__Excerto para ler__

* * * * * * *

As suas peças carecem aparentemente de qualquer posição religiosa
distinta. Ocasionalmente a «questão divina» coloca-se de modo
veemente: em Lear e nas parábolas veladas de salvação que
percorrem as últimas obras. Mas a verdade é que não conseguimos
apontar-lhe nenhum credo.
Descontando Shakespeare, a
estética e o discurso filosófico das nossas tradições têm desde
sempre professado, alegorizado, investigado e narrado, de modos
múltiplos, uma «espera de Godot». A música, sobretudo,
encontra-se profundamente comprometida com esta intimação, sendo,
em grande parte e publicamente, «sagrada». Isto acontece tanto com
uma cantata de Bach ou um Requiem de Mozart como com uma sinfonia de
Mahler ou um cântico de Britten. Mas a relação entre música e
sentimento religioso é simultaneamente mais penetrante e difícil de
explicar. Na maioria de nós, como tentei demonstrar, a música , de
que gostamos, que nos habita de modo indispensável, induz um
aprofundamento, uma receptividade das emoções que os psicólogos
designaram por «oceânicas». Somos «transportados», «traduzidos»,
de modo tão humilde e extático como o foi Bottom em Sonho de Uma
Noite de Verão. Mas como, e para onde? A analogia (que talvez
seja mais do que isso) com as apreensões psicossomáticas do
transcendente, do insistentemente inexplicável, é cativante. Diz-se
que a música representa a oração do não crente ou não
praticante. Mas a quem se dirige essa oração?
Julgo que o paralelismo
entre a música e a fé pode ser mais aprofundado. A música
significa de um modo profundo; tem uma significação total. Mas os
seus sentidos e significações não podem ser verbalizados,
parafraseados de modo adequado ou conceptualmente traduzidos para
qualquer outro domínio além da interpretação repetida. A lógica
não tem qualquer ascendente sobre os sentidos musicais. Duvido muito
que as hipóteses neurofisiológicas relativas à consciência venham
a explicar a criação da música ou o seu impacte sobre nós. Ambos
estes factos existenciais, sem os quais, como disse Nietzsche, a vida
seria vazia, são empiricamente manifestos e transformadores da
existência ao mais alto nível da experiência humana. Contudo,
parecem escapar ao entendimento analítico-experimental.

* * * * * * *

__O que fazer__
a. Reproduza o excerto sobre a música e a fé tal como está, desde "Julgo que o" até "ao entendimento analítico-experimental.", inclusive.
b. Dê continuidade ao excerto sobre a música e a fé, começando logo após a última frase apresentada.
Os registos constituem material à parte, independente do excerto sobre a música e a fé.

[Itens de uma fonte de dados]
* * * * * * *

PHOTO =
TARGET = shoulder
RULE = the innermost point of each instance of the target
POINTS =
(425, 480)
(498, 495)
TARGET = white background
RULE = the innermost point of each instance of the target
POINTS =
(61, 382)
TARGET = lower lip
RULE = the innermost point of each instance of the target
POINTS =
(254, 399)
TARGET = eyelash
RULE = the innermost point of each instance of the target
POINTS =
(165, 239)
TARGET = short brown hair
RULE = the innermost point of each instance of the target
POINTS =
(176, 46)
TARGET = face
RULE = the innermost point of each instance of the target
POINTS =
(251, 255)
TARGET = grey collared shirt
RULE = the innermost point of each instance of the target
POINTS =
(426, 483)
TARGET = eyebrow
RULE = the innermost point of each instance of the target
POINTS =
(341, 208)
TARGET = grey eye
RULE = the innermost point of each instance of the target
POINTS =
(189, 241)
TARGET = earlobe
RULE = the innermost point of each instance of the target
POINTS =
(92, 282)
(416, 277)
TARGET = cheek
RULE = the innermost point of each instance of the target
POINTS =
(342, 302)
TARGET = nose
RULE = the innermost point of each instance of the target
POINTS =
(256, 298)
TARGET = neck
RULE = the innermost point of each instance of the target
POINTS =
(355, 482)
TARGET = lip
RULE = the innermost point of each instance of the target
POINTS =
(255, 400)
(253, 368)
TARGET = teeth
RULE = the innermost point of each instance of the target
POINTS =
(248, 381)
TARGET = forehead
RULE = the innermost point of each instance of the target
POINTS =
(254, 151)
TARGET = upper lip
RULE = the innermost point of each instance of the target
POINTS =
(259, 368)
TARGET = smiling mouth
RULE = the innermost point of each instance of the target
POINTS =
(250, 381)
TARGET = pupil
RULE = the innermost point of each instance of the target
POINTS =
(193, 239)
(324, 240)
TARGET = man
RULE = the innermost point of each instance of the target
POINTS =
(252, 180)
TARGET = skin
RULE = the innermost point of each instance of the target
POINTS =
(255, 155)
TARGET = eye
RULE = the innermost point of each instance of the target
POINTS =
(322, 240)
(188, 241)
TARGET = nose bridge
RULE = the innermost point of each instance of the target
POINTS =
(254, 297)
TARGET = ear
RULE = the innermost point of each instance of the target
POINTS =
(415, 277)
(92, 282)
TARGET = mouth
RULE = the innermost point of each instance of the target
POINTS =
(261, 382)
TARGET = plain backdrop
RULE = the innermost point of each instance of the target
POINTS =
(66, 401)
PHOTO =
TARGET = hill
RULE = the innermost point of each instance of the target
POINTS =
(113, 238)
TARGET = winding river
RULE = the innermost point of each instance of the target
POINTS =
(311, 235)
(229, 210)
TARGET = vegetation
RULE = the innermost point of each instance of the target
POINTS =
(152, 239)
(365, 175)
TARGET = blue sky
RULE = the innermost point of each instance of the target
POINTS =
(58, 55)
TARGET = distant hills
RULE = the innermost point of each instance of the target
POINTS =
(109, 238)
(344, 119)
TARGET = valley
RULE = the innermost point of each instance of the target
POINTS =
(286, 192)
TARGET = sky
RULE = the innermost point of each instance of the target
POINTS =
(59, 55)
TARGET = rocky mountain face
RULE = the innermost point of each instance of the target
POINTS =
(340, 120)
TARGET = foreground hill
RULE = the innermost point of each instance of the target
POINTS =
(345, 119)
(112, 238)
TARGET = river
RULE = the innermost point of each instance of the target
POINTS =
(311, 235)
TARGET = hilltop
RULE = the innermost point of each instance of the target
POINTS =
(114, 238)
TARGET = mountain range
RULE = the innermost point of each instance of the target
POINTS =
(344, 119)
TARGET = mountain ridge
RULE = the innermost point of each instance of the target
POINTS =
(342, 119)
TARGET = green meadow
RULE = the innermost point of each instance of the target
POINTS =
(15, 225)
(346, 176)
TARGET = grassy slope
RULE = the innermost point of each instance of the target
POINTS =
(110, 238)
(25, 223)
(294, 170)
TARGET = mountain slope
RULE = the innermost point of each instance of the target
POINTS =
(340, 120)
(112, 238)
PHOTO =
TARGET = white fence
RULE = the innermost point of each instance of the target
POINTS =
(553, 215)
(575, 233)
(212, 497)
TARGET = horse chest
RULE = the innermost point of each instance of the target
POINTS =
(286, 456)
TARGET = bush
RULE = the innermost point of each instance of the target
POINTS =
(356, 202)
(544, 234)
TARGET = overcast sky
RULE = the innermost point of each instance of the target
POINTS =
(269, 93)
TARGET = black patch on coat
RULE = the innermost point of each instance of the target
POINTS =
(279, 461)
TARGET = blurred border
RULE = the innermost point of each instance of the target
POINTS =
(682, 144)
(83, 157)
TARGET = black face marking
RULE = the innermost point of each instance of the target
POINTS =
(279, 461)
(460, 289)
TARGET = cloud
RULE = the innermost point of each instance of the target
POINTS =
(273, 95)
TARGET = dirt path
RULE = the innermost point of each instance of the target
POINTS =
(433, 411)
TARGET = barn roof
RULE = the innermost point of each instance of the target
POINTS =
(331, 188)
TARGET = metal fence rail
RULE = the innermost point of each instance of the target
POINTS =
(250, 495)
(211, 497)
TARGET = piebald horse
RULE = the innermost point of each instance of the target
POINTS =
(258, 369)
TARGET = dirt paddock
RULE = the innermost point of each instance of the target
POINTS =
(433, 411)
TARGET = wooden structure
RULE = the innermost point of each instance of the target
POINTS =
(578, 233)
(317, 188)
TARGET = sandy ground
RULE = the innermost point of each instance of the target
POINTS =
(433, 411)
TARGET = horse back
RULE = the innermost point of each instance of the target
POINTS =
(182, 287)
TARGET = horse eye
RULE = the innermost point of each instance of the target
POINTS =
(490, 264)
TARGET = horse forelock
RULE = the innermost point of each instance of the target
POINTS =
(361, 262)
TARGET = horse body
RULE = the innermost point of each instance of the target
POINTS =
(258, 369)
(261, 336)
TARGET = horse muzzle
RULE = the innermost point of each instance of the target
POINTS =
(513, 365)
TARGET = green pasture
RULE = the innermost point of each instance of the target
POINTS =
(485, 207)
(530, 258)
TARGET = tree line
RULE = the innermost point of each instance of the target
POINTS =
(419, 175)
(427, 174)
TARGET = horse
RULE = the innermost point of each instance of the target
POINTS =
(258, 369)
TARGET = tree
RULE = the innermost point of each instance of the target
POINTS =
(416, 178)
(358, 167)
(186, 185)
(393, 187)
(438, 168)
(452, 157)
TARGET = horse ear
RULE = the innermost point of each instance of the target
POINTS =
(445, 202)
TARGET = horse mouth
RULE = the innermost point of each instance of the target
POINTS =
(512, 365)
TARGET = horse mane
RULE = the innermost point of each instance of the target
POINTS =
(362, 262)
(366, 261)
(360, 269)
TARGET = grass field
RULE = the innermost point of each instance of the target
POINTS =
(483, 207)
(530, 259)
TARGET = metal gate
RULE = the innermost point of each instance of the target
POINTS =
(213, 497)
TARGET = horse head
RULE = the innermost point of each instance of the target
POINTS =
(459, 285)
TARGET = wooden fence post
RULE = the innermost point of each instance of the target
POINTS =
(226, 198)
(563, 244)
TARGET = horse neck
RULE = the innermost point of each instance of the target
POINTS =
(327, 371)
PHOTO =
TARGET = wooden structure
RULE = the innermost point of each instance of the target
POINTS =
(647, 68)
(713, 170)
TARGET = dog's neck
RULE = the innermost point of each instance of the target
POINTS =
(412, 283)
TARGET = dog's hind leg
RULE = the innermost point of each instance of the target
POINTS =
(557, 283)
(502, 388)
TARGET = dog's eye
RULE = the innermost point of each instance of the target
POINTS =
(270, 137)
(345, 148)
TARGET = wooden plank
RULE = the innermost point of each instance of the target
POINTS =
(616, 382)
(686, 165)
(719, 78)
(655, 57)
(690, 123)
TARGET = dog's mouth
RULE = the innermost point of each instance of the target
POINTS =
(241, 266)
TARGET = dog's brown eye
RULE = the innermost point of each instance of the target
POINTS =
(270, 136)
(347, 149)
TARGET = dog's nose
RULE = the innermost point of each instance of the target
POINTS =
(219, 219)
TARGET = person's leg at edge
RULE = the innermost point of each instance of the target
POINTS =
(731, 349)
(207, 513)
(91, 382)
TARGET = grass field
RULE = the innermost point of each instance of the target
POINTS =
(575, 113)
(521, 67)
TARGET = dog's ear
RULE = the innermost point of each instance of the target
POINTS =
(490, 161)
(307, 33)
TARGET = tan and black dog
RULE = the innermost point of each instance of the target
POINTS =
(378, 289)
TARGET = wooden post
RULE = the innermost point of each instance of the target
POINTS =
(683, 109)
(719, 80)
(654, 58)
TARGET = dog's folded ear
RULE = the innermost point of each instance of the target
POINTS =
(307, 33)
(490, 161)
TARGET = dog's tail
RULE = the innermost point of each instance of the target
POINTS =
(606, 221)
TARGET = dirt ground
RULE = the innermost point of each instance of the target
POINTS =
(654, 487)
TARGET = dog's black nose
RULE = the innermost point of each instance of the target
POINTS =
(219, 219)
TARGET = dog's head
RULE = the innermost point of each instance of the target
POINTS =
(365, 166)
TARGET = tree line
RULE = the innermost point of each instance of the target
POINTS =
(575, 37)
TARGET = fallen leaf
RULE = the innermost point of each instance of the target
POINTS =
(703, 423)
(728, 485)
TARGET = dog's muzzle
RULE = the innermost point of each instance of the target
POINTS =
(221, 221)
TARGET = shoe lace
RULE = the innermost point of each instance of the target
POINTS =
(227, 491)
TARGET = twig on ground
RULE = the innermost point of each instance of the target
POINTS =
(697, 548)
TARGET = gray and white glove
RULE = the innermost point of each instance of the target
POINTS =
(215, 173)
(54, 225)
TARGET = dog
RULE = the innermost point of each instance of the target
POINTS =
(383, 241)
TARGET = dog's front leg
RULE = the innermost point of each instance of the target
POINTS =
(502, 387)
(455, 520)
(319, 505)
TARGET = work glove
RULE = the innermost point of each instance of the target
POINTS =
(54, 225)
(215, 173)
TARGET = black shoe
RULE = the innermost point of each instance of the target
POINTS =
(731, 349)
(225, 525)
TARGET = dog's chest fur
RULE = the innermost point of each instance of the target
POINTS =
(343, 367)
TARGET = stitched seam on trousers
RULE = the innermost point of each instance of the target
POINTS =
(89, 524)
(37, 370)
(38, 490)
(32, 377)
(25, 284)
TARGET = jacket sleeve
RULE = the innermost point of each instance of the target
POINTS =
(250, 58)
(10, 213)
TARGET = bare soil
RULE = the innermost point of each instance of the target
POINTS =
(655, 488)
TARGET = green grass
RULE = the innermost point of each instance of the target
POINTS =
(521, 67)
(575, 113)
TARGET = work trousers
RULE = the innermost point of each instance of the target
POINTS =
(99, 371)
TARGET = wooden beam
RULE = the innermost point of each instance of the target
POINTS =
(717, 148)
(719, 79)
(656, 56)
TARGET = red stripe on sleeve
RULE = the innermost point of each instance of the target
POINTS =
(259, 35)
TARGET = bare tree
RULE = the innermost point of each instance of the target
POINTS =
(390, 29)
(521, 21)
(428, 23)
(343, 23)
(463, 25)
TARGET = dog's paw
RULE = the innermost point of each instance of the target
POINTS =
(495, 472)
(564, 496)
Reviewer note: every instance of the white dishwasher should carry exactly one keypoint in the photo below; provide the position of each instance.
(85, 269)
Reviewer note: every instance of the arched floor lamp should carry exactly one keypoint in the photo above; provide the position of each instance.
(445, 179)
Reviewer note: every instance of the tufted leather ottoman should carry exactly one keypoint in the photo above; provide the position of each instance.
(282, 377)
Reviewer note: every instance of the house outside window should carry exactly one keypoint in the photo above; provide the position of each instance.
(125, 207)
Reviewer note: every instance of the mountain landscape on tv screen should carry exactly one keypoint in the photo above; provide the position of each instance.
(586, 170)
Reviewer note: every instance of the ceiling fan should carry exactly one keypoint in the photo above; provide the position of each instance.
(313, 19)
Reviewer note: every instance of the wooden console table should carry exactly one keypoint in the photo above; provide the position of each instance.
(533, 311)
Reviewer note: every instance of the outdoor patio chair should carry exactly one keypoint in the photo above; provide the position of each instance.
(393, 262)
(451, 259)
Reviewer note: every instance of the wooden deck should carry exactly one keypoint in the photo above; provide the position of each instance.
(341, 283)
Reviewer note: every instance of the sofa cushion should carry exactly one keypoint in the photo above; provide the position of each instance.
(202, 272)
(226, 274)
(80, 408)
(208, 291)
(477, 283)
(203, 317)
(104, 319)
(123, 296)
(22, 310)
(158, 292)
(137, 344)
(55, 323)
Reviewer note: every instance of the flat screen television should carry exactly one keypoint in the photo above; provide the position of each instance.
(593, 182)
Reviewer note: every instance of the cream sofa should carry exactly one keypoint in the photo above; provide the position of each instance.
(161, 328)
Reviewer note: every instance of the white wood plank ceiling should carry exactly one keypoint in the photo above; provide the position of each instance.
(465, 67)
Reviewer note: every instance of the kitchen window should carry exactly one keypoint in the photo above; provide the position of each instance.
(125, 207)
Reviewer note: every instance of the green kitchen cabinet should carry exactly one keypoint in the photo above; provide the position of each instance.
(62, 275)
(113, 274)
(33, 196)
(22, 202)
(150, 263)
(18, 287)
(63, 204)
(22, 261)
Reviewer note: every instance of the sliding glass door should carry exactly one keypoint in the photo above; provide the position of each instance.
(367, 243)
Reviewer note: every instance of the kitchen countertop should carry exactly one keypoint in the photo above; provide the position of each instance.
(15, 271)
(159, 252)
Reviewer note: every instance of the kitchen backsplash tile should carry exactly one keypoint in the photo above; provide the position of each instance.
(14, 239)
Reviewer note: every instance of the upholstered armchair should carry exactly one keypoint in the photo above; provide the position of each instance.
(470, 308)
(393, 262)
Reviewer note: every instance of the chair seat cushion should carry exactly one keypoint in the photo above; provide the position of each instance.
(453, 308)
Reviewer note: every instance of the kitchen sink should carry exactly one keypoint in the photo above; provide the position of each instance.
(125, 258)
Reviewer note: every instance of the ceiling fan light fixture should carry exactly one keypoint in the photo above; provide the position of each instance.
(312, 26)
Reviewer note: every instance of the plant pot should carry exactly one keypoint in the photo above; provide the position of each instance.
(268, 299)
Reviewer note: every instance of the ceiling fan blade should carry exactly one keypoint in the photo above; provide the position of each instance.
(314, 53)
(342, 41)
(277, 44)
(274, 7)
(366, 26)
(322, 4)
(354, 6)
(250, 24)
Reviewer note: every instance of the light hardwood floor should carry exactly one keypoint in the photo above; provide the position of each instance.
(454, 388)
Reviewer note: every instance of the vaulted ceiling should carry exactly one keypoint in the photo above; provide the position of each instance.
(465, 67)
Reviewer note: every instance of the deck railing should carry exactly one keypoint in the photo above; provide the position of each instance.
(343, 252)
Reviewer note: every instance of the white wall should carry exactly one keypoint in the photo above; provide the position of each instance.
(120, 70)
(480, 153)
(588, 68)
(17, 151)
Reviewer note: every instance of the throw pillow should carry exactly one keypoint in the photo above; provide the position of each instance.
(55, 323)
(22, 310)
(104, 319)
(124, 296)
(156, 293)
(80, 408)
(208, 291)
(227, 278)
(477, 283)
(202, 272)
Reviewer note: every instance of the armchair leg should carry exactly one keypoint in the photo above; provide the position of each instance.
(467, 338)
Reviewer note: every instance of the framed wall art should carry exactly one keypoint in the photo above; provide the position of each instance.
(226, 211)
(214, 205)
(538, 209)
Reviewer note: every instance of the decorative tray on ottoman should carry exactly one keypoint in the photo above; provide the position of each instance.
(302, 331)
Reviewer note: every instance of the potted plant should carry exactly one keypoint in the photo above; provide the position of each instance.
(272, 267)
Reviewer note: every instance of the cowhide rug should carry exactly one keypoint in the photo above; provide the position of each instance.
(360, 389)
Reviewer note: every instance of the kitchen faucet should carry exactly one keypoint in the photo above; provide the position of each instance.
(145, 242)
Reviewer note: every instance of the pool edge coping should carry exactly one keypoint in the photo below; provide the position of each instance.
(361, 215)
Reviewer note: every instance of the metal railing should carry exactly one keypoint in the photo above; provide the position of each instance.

* * * * * * *

__Respostas por item__
a.
Julgo que o paralelismo
entre a música e a fé pode ser mais aprofundado. A música
significa de um modo profundo; tem uma significação total. Mas os
seus sentidos e significações não podem ser verbalizados,
parafraseados de modo adequado ou conceptualmente traduzidos para
qualquer outro domínio além da interpretação repetida. A lógica
não tem qualquer ascendente sobre os sentidos musicais. Duvido muito
que as hipóteses neurofisiológicas relativas à consciência venham
a explicar a criação da música ou o seu impacte sobre nós. Ambos
estes factos existenciais, sem os quais, como disse Nietzsche, a vida
seria vazia, são empiricamente manifestos e transformadores da
existência ao mais alto nível da experiência humana. Contudo,
parecem escapar ao entendimento analítico-experimental.

b.
Ora, o «sem-sentido»
significante das proposições teológicas e litúrgicas partilha da
mesma resistência tautológica à análise. É possível que essas
proposições materializem uma tentativa frustrada de transcrever,
num código limitado de frases gramaticais lineares, necessidades de
sentimento e de intuição que são radicalmente «musicais». Aquilo
em que acredito é o seguinte: se a questão da existência ou não
existência de Deus cair na banalidade, se se apagar da nossa
consciência pública e privada como algo de um passado remoto, o
pensamento e a totalidade das artes tal como as conhecemos
alterar-se-ão profundamente. É possível que, depois de movimentos
de transição turvos e turbulentos, venham a contar histórias
inteiramente novas e sem precedentes, produzindo imagens do mundo que
por enquanto não podemos prever. Já hoje encontramos gente, como
Foucault, a proclamar a morte do autor, da criação individual, e
mesmo da persona humana.
Julgo que é mais modesto e plausível supor que aquilo que não
poderá subsistir, na ausência da questão divina e das suas
metáforas, serão certas magnitudes formais e executivas da
realização metafísica e estética. Os construtos abrangentes de
uma ordem intuída, tal como existem em Dante, numa Paixão de Bach,
nas críticas de Kant ou nos frescos de Giotto, mas também nas
parábolas concisas de Kafka em que cada sílaba se reveste de
angústia dirigida a Deus, poderão pertencer ao passado.